| WHAT YOU NEED TO DO |
How many of the lines below contain the word "wing"? Only the number is wanted.

| DATA IN THIS EXERCISE |
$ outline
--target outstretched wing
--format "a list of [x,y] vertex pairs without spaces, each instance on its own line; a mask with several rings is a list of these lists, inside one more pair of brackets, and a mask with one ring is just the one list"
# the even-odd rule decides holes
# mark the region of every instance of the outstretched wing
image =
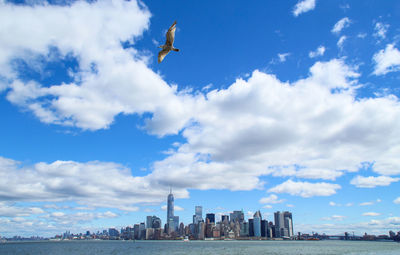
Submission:
[[167,31],[166,34],[167,41],[165,42],[166,45],[172,46],[172,44],[174,44],[175,30],[176,30],[176,21],[174,22],[174,24],[171,25],[171,27]]
[[161,50],[158,53],[158,63],[161,63],[161,61],[163,61],[163,59],[165,58],[165,56],[167,56],[167,54],[170,52],[170,50],[164,49]]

| RESULT FOR THIS EXERCISE |
2